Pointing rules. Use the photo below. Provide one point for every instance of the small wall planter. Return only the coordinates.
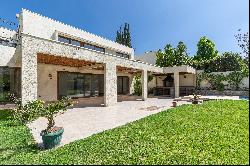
(51, 140)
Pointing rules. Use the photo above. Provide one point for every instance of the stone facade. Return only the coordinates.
(39, 35)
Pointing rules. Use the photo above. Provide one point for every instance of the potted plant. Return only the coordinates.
(195, 99)
(32, 110)
(52, 135)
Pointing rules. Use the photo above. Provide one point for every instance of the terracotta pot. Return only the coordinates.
(51, 140)
(174, 103)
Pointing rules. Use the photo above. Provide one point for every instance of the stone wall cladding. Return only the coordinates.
(56, 48)
(110, 84)
(226, 92)
(32, 45)
(28, 71)
(44, 27)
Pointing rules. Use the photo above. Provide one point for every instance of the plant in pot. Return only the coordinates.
(195, 99)
(32, 110)
(52, 135)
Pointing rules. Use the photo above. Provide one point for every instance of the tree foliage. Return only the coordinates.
(205, 49)
(228, 61)
(123, 35)
(243, 43)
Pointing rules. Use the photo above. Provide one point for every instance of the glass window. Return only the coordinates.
(76, 43)
(63, 39)
(80, 85)
(10, 83)
(99, 49)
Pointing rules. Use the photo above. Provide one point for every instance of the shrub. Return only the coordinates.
(34, 109)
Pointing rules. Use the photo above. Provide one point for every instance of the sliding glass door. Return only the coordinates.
(77, 85)
(122, 85)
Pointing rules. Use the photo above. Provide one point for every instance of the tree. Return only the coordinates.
(181, 56)
(165, 58)
(228, 61)
(123, 36)
(206, 49)
(243, 43)
(172, 56)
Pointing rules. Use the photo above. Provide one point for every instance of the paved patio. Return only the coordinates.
(79, 123)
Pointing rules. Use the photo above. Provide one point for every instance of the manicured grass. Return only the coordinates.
(216, 132)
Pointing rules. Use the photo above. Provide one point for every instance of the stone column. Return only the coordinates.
(110, 84)
(176, 84)
(28, 73)
(131, 84)
(144, 82)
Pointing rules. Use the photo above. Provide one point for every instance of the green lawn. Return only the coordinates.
(216, 132)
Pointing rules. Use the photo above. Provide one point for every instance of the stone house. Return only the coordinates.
(47, 59)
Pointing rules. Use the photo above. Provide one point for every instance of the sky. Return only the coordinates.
(153, 23)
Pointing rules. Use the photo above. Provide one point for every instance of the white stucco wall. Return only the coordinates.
(6, 52)
(44, 27)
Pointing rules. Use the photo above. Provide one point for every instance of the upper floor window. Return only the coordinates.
(122, 55)
(78, 43)
(7, 43)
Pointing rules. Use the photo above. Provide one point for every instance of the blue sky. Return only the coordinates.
(153, 23)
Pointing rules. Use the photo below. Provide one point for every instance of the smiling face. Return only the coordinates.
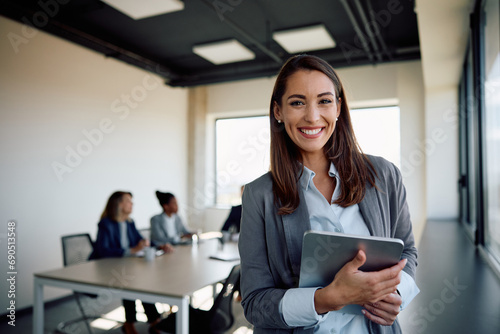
(309, 108)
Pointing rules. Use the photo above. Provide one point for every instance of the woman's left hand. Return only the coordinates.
(385, 311)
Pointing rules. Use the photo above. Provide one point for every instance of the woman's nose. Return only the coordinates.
(311, 113)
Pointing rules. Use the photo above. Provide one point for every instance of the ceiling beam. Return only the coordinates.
(361, 12)
(247, 36)
(357, 30)
(379, 32)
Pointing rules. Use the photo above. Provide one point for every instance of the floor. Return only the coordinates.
(459, 293)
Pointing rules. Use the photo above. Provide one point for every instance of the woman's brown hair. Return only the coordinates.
(112, 209)
(354, 168)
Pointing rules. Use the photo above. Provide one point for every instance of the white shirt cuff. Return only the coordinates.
(297, 308)
(408, 289)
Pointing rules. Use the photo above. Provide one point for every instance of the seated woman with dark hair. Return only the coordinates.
(167, 228)
(117, 236)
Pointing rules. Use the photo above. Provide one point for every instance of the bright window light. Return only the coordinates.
(145, 8)
(224, 52)
(377, 131)
(305, 39)
(241, 155)
(104, 324)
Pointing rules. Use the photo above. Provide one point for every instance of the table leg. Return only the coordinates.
(182, 317)
(38, 308)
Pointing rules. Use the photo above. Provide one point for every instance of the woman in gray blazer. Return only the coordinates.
(319, 179)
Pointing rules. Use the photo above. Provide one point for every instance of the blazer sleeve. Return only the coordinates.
(261, 296)
(108, 241)
(234, 218)
(401, 222)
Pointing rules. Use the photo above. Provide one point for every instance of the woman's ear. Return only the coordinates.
(277, 111)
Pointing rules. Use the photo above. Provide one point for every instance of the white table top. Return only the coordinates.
(177, 274)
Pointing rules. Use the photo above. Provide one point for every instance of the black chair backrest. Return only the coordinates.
(221, 313)
(76, 248)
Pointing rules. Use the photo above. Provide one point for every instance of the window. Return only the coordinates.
(378, 132)
(242, 147)
(242, 155)
(492, 125)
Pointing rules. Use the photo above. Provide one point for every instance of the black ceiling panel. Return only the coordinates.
(376, 31)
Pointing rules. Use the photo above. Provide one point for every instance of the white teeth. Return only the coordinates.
(310, 132)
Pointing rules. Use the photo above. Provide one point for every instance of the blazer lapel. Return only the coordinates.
(294, 226)
(370, 210)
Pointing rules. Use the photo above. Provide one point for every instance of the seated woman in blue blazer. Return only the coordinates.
(117, 236)
(320, 180)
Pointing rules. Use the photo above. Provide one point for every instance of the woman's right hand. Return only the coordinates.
(353, 286)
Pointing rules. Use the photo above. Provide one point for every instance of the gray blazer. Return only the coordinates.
(159, 235)
(270, 245)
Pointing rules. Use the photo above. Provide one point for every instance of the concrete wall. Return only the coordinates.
(76, 126)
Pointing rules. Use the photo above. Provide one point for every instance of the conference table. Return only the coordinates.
(170, 278)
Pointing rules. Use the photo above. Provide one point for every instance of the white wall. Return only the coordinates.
(365, 86)
(51, 92)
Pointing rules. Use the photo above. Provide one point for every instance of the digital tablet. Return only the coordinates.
(325, 253)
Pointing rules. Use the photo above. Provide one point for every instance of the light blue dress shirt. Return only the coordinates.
(169, 224)
(297, 305)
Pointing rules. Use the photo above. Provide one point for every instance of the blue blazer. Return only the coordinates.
(108, 243)
(270, 245)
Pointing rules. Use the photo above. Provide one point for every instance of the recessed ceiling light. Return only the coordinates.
(145, 8)
(304, 39)
(224, 52)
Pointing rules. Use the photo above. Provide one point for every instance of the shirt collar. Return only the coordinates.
(307, 176)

####################

● Task brief
All entries need to be duplicated exactly, apart from the images.

● Response area
Pointing rules. Use the photo below. Provide one point for every instance of the small wall planter. Return only the coordinates.
(51, 140)
Pointing rules. Use the photo above. Provide one point for every instance of the stone facade. Return only the coordinates.
(39, 35)
Pointing rules. Use the photo above. Provide one point for every instance of the potted plant. Return only the coordinates.
(195, 99)
(32, 110)
(52, 135)
Pointing rules. Use the photo above. Provide one point for every instance of the terracotta pot. Return only the coordinates.
(51, 140)
(174, 103)
Pointing rules. Use the photo above. Provide one point for every instance of the stone wall cladding. Return only the coordinates.
(56, 48)
(110, 84)
(226, 92)
(32, 45)
(28, 71)
(44, 27)
Pointing rules. Use the photo above. Provide one point for every instance of the plant in pot. Return only the coordinates.
(195, 99)
(32, 110)
(52, 135)
Pointing rules. Use the photo above. Provide one point for every instance of the tree foliage. Return only the coordinates.
(205, 49)
(228, 61)
(123, 35)
(243, 43)
Pointing rules. Use the photo above. Provide one point for every instance of the glass window. Return only the coordinates.
(76, 43)
(63, 39)
(80, 85)
(10, 83)
(99, 49)
Pointing rules. Use the photo above. Provide one point for every instance of the shrub. Return only the coordinates.
(34, 109)
Pointing rules. Use the photo above. Provide one point for every instance of the sliding glass door. Return only the coordinates.
(77, 85)
(122, 85)
Pointing rules. Use the photo above. Provide one point for every instance of the tree. Return only the coordinates.
(181, 56)
(165, 58)
(228, 61)
(123, 36)
(206, 49)
(243, 43)
(172, 56)
Pointing rules. Use the photo above. Provide one point for every instance of the paved patio. Return only the coordinates.
(79, 123)
Pointing rules. Use the photo above. Provide one point for every instance of the manicured grass. Return only the coordinates.
(216, 132)
Pointing rules. Use the photo above. Provide one point for every instance of the stone column. Return only the coordinates.
(110, 84)
(176, 84)
(28, 73)
(131, 84)
(144, 82)
Pointing rules. Use the photo above. Provide one point for every instance of the green lawn. Return only the coordinates.
(216, 132)
Pointing rules. Use the photo above. Provide one point for every instance of the stone house. Return only the coordinates.
(47, 59)
Pointing rules. Use the photo above. Provide one point for every instance of the sky. Return only the coordinates.
(153, 23)
Pointing rules. Use the photo above. Provide one point for every instance of the white stucco wall. Return only the coordinates.
(6, 52)
(44, 27)
Pointing rules. Use the photo above. Provide one point for every instance of the upper floor window. Return only the coordinates.
(122, 55)
(78, 43)
(7, 43)
Pointing rules. Use the photo above. Provide one point for every instance of the blue sky. Return only the coordinates.
(153, 23)
Pointing rules. Use the photo below. Provide one point for every instance of the smiling face. Return only the coordinates.
(309, 108)
Pointing rules. Use the photo above. Provide one point for every instance of the woman's left hand. Return only the coordinates.
(385, 311)
Pointing rules. Use the photo above. Provide one point for every instance of the woman's nose. Return only the coordinates.
(311, 113)
Pointing rules. Use the photo above. Provide one point for every instance of the ceiling beam. Return only the coordinates.
(361, 12)
(247, 36)
(357, 30)
(379, 32)
Pointing rules. Use the photo above. Provide one point for every instance of the floor. Return only the coordinates.
(459, 293)
Pointing rules. Use the photo above. Provide one point for every instance of the woman's brown hair. Return only the coordinates.
(112, 209)
(354, 168)
Pointing rules. Use the photo above. Provide one point for every instance of the white shirt cuff. Return only the coordinates.
(297, 308)
(408, 289)
Pointing rules. Use the photo above. Provide one point for every instance of the seated woman with dark hair. Return only the coordinates.
(167, 228)
(117, 236)
Pointing rules. Use the photo above. Provide one point for every instance of the bright window light. Return only the coordinates.
(145, 8)
(224, 52)
(377, 131)
(305, 39)
(241, 155)
(104, 324)
Pointing rules. Use the photo above. Provide one point for every instance of the table leg. Return only the coordinates.
(182, 317)
(38, 308)
Pointing rules. Use the photo above. Provide one point for every instance of the woman in gray blazer. Return only the coordinates.
(319, 179)
Pointing rules. Use the photo above. Provide one point for every instance of the blazer sleeve. Return only the coordinates.
(261, 296)
(108, 241)
(234, 218)
(401, 222)
Pointing rules. Use the photo above. Provide one point for every instance of the woman's ear. Return only the coordinates.
(277, 111)
Pointing rules. Use the photo above. Provide one point for every instance of the white table top. Return only the coordinates.
(177, 274)
Pointing rules. Use the photo above. Provide one point for every instance of the black chair backrest. Return only the coordinates.
(221, 313)
(76, 248)
Pointing rules. Use the photo above. Provide one point for every instance of the window. Return only the coordinates.
(378, 132)
(242, 147)
(242, 155)
(492, 125)
Pointing rules. Use the photo above. Provide one point for every instance of the black ceiling panel. Return only the coordinates.
(376, 31)
Pointing rules. Use the photo above. Provide one point for every instance of the white teeth. Return only the coordinates.
(310, 132)
Pointing rules. Use the photo above. Provide one point for every instance of the blazer lapel. Return only the coordinates.
(294, 226)
(370, 210)
Pointing rules. Use the photo above. Provide one point for every instance of the seated woman in blue blazer. Return only the coordinates.
(117, 236)
(320, 180)
Pointing rules. Use the photo above. Provide one point for every instance of the woman's right hand. Return only the coordinates.
(353, 286)
Pointing rules. Use the photo above. Provide one point for every instance of the gray blazer. Return only the coordinates.
(159, 235)
(270, 245)
Pointing rules. Use the photo above. Provide one point for every instance of the concrete wall. Return only the coordinates.
(76, 126)
Pointing rules. Use the photo above. Provide one point for every instance of the conference table. Return only the coordinates.
(170, 278)
Pointing rules. Use the photo above. Provide one point for every instance of the white wall. Return only the coordinates.
(365, 86)
(51, 92)
Pointing rules. Use the photo above. Provide one point for every instance of the digital tablet. Return only the coordinates.
(325, 253)
Pointing rules. Use the photo above. Provide one point for every instance of the light blue dress shirt. Return only the coordinates.
(169, 224)
(297, 305)
Pointing rules. Use the photo above. Provide one point for every instance of the blue blazer. Return only the coordinates.
(108, 243)
(270, 245)
Pointing rules. Use the photo above. Provide one point for every instance of the recessed ceiling light. Return only the coordinates.
(145, 8)
(304, 39)
(224, 52)
Pointing rules. Use the photo above. Provide one point for every instance of the shirt collar. Return only the coordinates.
(307, 176)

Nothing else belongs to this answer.